What the task asks:
All of the records must come back exactly as they were given.

Records for processing:
════════════════════
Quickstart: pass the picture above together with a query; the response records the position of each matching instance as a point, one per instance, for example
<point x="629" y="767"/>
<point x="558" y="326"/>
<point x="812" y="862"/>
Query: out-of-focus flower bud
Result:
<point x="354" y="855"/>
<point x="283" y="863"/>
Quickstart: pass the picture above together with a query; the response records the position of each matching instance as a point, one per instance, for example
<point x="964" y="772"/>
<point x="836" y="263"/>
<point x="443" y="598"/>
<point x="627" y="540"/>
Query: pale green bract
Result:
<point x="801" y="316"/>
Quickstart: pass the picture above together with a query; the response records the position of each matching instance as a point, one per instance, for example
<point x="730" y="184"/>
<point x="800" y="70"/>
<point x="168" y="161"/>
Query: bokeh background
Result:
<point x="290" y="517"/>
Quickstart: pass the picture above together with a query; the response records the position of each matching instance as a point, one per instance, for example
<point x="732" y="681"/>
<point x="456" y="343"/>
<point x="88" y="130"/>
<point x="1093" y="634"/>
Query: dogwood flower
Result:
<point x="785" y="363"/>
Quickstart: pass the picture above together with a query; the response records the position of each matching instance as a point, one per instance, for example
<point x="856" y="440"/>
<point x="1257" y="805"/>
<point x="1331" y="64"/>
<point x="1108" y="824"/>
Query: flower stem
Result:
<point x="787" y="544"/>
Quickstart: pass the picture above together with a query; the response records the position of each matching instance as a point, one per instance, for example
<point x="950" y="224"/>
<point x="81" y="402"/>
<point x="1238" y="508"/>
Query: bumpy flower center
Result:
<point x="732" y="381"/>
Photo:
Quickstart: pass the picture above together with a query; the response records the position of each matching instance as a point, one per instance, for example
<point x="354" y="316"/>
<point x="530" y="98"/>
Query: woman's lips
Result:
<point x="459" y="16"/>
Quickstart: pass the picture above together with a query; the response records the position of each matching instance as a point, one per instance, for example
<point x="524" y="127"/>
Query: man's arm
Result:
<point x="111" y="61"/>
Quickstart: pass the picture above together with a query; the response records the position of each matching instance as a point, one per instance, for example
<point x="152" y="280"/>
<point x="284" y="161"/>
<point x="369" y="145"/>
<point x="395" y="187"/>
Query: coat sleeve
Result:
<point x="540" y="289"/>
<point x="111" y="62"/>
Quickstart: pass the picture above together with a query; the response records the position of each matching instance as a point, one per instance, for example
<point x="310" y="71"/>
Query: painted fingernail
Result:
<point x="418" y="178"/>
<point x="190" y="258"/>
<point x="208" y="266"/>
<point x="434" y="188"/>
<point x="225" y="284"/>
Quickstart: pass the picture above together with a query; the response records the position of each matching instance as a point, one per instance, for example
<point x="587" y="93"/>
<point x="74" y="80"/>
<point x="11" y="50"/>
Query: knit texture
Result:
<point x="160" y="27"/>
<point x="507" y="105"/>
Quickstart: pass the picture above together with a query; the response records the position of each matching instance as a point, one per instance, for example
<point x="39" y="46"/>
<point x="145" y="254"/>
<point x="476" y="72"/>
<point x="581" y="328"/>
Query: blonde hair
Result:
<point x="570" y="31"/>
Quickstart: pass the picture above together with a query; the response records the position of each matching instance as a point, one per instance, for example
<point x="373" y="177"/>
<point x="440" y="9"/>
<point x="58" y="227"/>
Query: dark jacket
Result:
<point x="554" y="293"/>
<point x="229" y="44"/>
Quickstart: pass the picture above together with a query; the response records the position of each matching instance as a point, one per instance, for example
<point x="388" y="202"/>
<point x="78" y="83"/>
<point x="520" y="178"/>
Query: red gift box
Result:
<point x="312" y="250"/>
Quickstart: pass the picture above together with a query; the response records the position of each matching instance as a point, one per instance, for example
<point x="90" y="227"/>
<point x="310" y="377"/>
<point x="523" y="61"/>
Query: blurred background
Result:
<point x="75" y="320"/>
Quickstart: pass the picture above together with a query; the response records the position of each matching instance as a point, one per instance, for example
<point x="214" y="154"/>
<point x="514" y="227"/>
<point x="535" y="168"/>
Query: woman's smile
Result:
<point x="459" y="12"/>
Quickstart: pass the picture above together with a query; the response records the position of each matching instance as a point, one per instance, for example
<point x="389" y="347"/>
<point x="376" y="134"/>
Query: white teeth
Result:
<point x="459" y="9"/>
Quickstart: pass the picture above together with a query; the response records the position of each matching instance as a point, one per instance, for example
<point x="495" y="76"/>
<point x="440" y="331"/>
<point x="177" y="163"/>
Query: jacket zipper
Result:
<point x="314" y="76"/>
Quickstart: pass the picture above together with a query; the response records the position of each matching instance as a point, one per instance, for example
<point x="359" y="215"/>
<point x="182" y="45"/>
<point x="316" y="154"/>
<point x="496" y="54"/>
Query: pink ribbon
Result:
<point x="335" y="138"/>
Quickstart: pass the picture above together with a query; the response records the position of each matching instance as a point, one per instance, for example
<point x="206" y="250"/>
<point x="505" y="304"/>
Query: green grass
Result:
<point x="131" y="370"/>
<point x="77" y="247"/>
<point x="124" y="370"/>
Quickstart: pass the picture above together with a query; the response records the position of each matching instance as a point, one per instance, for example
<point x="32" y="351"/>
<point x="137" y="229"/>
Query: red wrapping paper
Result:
════════════════════
Exercise response:
Quickstart: pass the picture above together with a query; the response records the position of each matching instance as a point, one per instance, for example
<point x="629" y="767"/>
<point x="558" y="326"/>
<point x="812" y="862"/>
Query: out-of-focus flower bud
Result:
<point x="354" y="855"/>
<point x="283" y="863"/>
Quickstart: pass the picture above together with a query; the response records the position of each matching instance as a point, one per instance, for example
<point x="964" y="772"/>
<point x="836" y="263"/>
<point x="443" y="598"/>
<point x="627" y="540"/>
Query: pale green bract
Result:
<point x="801" y="316"/>
Quickstart: pass the picture above together with a query; the response records the position of each matching instance as a point, one per instance, for example
<point x="730" y="184"/>
<point x="800" y="70"/>
<point x="168" y="161"/>
Query: bokeh background
Result:
<point x="290" y="517"/>
Quickstart: pass the picture above together with a query; the response records the position of each matching instance as a point, one per instance, for example
<point x="732" y="681"/>
<point x="456" y="343"/>
<point x="88" y="130"/>
<point x="1093" y="634"/>
Query: dogwood flower
Result:
<point x="785" y="363"/>
Quickstart: pass the picture above together with a query; the response records the position of each matching instance as a point, one per instance, for example
<point x="856" y="440"/>
<point x="1257" y="805"/>
<point x="1331" y="64"/>
<point x="1108" y="824"/>
Query: flower stem
Result:
<point x="787" y="544"/>
Quickstart: pass the picture above together with a query; the response records the position of each matching instance as a point, one per instance, for example
<point x="950" y="224"/>
<point x="81" y="402"/>
<point x="1238" y="508"/>
Query: bumpy flower center
Result:
<point x="732" y="381"/>
Photo:
Quickstart: pass the picture above together with a query; the response records the position of each matching instance as a point, one per instance, for example
<point x="354" y="316"/>
<point x="530" y="98"/>
Query: woman's lips
Result:
<point x="459" y="16"/>
Quickstart: pass the picture above together with a query; the response records the position of each matching instance as a point, one per instance, for example
<point x="524" y="127"/>
Query: man's arm
Result:
<point x="111" y="61"/>
Quickstart: pass the picture above together with a query; the response records the position of each matching instance as a point, one per instance, for example
<point x="152" y="280"/>
<point x="284" y="161"/>
<point x="369" y="145"/>
<point x="395" y="187"/>
Query: coat sleeve
Result:
<point x="540" y="289"/>
<point x="111" y="62"/>
Quickstart: pass the picture above together with a query; the response records the position of each matching instance as a point, one per instance, for example
<point x="310" y="71"/>
Query: painted fingernail
Result:
<point x="418" y="178"/>
<point x="190" y="258"/>
<point x="208" y="266"/>
<point x="434" y="188"/>
<point x="225" y="284"/>
Quickstart: pass the picture above together with a query; the response records the position of each matching instance as a point, one per instance, for example
<point x="587" y="93"/>
<point x="74" y="80"/>
<point x="11" y="50"/>
Query: knit texture
Result:
<point x="160" y="27"/>
<point x="507" y="105"/>
Quickstart: pass the picture above together with a query; the response records the position of each matching instance as a point, one per instance, for example
<point x="39" y="46"/>
<point x="145" y="254"/>
<point x="476" y="72"/>
<point x="581" y="328"/>
Query: blonde hair
Result:
<point x="570" y="31"/>
Quickstart: pass the picture above together with a query; the response records the position of each matching instance as a point, one per instance, for example
<point x="373" y="177"/>
<point x="440" y="9"/>
<point x="58" y="227"/>
Query: dark jacket
Result:
<point x="554" y="293"/>
<point x="229" y="44"/>
Quickstart: pass the picture above together with a query; the response records the position of each matching instance as a point, one per instance, for example
<point x="388" y="202"/>
<point x="78" y="83"/>
<point x="520" y="178"/>
Query: red gift box
Result:
<point x="312" y="250"/>
Quickstart: pass the picture above together with a query; the response records the position of each matching instance as a point, one per instance, for example
<point x="90" y="227"/>
<point x="310" y="377"/>
<point x="523" y="61"/>
Query: blurred background
Result:
<point x="75" y="320"/>
Quickstart: pass the picture above together with a query; the response records the position of each matching instance as a point, one per instance, for example
<point x="214" y="154"/>
<point x="514" y="227"/>
<point x="535" y="168"/>
Query: woman's smile
Result:
<point x="459" y="12"/>
Quickstart: pass the picture above together with a query; the response records the position of each matching instance as a point, one per instance, for example
<point x="389" y="347"/>
<point x="376" y="134"/>
Query: white teeth
Result:
<point x="459" y="9"/>
Quickstart: pass the picture above together with a query; the response records the position of each matching instance as a point, one per instance, for example
<point x="495" y="76"/>
<point x="440" y="331"/>
<point x="177" y="163"/>
Query: jacket zipper
Result:
<point x="314" y="76"/>
Quickstart: pass the picture above together with a query; the response records the position of each matching instance as a point, one per instance, for example
<point x="359" y="215"/>
<point x="182" y="45"/>
<point x="316" y="154"/>
<point x="496" y="54"/>
Query: pink ribbon
Result:
<point x="335" y="138"/>
Quickstart: pass the picture above together with a query; the response records the position of each matching instance as a point, one per instance, for example
<point x="206" y="250"/>
<point x="505" y="304"/>
Query: green grass
Result:
<point x="131" y="370"/>
<point x="77" y="247"/>
<point x="124" y="370"/>
Quickstart: pass the picture above together with a query; the response records the position of each matching instance as a point, one per instance, for example
<point x="32" y="351"/>
<point x="137" y="229"/>
Query: red wrapping paper
Result:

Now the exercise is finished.